Standard Errors and t-Values

The MI inference standard error (SE) is in two parts. One part, within-imputation variance (U) reflects the regular kind of sampling variability found in all analyses. The other part, between-imputation variance (B), reflects the added variability, or uncertainty, that is due to missing data. The within-imputation variance is simply the average of the squared SE over the analyses from the m imputed data sets, that is,

$$ \text{U}=\sum {\text{SE}}^{2}/m,$$

for each parameter being studied. The between-imputation variance is the sample variance of the parameter estimate (e.g., a regression coefficient) over the m imputed data sets,

$$ B={\text{S}}^{2}{}_{\text{P}},$$

where P is the parameter being studied. The total variance is a weighted sum of the two kinds of variance,

$$ T=U+(1+1/m)B.$$

It should be clear that B is the variance that is due to missing data. If there were no missing data, then the variance of the parameter over the m imputed data sets would be 0 and the B component of variance would be 0. The MI inference standard error is simply the square root of T.

Degrees of Freedom (df)

The df associated with the t-value in Rubin’s rules, adapted from Schafer (1997), is

$$ df=(m-1)={\left[1+\frac{\text{U}}{(1+{m}^{-1})B}\right]}^{2}.$$

The df in MI analysis is different from df in other statistical contexts; for example, it has nothing to do with N. Just looking at the formula for df can give insights into its meaning. First, if there were very little missing data, B would be very small. At the limit, B would tend toward 0, and df would tend toward infinity. On the other hand, if there were much missing data and uncertainty of estimation due to missing data, then B would tend to be large in comparison to U, and the right-hand term in the brackets would tend to be very small. In that case, df would tend toward its lower limit (m−1). More conceptually, I think of df as indicating the stability of the MI estimates. If df is large, compared to m, then the MI estimates have stabilized and can be trusted. However, if df is small, for example, near the lower limit, it indicates that the MI estimates have not stabilized, and more imputations should be used.

☆ ☆ ☆

OBJECTIVE 1: In the multiple imputation excerpt, what does the between-imputation variance (B) reflect?
OBJECTIVE 2: Retype the part of the multiple imputation excerpt starting at "for each parameter" and ending at "square root of T.".

Some records
☆ ☆ ☆

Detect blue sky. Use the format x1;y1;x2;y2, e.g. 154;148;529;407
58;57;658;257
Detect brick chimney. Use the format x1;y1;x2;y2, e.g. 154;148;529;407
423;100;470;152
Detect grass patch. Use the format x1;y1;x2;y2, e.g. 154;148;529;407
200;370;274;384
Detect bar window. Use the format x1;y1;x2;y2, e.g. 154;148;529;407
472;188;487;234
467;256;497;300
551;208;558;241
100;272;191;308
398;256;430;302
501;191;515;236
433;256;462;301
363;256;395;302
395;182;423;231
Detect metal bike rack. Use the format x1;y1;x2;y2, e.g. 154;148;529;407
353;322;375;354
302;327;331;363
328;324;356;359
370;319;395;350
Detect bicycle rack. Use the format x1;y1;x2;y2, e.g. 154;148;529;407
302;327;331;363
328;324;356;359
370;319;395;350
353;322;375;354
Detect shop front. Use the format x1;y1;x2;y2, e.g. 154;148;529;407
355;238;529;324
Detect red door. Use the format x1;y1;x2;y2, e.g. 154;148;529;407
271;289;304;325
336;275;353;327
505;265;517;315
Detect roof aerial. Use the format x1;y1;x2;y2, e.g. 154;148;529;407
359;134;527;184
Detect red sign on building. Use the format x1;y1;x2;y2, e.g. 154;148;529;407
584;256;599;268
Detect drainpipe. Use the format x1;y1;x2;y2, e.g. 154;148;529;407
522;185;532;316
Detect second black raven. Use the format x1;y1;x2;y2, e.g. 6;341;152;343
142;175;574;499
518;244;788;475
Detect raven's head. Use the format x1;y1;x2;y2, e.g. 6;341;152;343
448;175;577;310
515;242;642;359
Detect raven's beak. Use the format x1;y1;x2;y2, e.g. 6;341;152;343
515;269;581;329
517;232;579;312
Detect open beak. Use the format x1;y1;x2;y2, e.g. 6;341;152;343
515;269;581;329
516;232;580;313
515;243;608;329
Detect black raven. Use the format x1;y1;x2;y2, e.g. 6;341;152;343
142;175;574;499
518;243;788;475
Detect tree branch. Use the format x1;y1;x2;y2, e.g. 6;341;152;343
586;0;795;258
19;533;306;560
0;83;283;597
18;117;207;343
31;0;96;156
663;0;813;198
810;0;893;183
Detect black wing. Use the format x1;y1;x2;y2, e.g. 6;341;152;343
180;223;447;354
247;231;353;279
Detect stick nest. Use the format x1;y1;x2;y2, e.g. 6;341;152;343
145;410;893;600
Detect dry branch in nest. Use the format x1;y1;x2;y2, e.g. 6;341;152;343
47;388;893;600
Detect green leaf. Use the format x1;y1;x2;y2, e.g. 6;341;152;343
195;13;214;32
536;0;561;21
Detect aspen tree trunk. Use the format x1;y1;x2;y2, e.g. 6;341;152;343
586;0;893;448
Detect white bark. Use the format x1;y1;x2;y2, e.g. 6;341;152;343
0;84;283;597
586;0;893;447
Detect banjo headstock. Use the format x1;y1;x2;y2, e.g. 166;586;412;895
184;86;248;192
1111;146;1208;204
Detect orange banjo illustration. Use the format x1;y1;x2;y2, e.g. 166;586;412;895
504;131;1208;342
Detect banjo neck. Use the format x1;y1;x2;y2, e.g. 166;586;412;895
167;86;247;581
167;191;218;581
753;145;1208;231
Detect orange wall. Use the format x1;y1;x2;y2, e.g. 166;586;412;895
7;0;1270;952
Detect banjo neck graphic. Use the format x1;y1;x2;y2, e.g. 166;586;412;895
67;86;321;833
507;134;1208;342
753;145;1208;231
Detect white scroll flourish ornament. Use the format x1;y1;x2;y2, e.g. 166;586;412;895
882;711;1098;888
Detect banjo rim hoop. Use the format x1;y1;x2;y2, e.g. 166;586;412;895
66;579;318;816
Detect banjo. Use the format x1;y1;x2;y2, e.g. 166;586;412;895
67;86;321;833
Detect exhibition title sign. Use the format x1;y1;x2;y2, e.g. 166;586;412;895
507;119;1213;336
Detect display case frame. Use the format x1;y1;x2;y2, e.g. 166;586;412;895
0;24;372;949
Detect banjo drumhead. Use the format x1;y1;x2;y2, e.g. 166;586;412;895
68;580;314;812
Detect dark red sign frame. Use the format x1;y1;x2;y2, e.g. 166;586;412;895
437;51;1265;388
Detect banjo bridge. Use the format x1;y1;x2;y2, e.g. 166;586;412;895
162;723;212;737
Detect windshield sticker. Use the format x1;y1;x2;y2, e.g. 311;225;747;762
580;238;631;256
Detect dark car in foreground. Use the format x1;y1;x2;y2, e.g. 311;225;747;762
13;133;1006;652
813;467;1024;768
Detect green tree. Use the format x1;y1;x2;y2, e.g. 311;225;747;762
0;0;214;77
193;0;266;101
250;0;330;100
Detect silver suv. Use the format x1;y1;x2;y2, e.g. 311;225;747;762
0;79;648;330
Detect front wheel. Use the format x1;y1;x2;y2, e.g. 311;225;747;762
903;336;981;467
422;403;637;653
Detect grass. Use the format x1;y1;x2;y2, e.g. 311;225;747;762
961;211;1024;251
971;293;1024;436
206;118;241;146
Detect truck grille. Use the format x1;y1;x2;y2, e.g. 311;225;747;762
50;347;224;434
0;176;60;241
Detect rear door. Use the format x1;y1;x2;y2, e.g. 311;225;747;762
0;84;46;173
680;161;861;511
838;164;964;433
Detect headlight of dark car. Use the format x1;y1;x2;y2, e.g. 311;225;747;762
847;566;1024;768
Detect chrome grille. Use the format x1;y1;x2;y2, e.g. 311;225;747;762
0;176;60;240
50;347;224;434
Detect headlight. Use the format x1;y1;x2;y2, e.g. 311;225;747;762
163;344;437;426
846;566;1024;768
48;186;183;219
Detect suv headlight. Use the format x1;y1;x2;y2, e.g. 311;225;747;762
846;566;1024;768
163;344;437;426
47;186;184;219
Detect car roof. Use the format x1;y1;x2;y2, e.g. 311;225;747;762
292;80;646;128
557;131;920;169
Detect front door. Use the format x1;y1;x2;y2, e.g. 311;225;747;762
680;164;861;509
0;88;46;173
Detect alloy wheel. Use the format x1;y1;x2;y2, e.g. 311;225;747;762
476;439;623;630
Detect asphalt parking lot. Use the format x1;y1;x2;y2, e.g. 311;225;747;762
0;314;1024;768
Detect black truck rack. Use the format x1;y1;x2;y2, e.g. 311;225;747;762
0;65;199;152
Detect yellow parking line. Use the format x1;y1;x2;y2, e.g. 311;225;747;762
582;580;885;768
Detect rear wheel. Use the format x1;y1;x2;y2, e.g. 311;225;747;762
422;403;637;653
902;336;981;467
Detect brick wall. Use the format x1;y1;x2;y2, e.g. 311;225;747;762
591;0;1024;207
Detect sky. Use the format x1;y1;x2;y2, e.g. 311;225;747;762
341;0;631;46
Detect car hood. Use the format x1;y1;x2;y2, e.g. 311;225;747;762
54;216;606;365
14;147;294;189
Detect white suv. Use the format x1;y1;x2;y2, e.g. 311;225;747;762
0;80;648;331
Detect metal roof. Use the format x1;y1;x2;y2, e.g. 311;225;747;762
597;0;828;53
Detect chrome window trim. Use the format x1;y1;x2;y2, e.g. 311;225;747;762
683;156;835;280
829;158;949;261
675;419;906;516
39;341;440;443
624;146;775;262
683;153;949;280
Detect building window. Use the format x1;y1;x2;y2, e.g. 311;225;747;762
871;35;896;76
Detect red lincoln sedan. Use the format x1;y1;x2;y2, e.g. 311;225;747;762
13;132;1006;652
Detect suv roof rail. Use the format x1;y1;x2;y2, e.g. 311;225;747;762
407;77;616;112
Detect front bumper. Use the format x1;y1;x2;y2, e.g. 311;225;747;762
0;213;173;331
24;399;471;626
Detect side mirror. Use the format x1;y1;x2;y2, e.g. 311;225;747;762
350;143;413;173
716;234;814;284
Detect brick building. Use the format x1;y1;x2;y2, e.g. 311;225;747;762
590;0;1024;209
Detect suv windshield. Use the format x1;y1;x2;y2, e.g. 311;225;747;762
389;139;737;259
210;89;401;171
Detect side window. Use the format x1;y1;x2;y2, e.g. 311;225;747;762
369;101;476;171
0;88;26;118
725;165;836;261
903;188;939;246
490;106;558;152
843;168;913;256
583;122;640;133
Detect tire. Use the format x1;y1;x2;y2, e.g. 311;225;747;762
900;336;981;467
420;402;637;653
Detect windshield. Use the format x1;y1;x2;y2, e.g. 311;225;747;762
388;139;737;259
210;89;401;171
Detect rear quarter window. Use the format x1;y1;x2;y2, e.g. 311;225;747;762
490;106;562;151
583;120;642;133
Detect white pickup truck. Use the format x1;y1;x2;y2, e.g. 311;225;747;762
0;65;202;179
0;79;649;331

☆ ☆ ☆

WORKED SOLUTION 1: The added variability, or uncertainty, that is due to missing data.

WORKED SOLUTION 2:
for each parameter being studied. The between-imputation variance is the sample variance of the parameter estimate (e.g., a regression coefficient) over the m imputed data sets,

$$ B={\text{S}}^{2}{}_{\text{P}},$$

where P is the parameter being studied. The total variance is a weighted sum of the two kinds of variance,

$$ T=U+(1+1/m)B.$$

It should be clear that B is the variance that is due to missing data. If there were no missing data, then the variance of the parameter over the m imputed data sets would be 0 and the B component of variance would be 0. The MI inference standard error is simply the square root of T.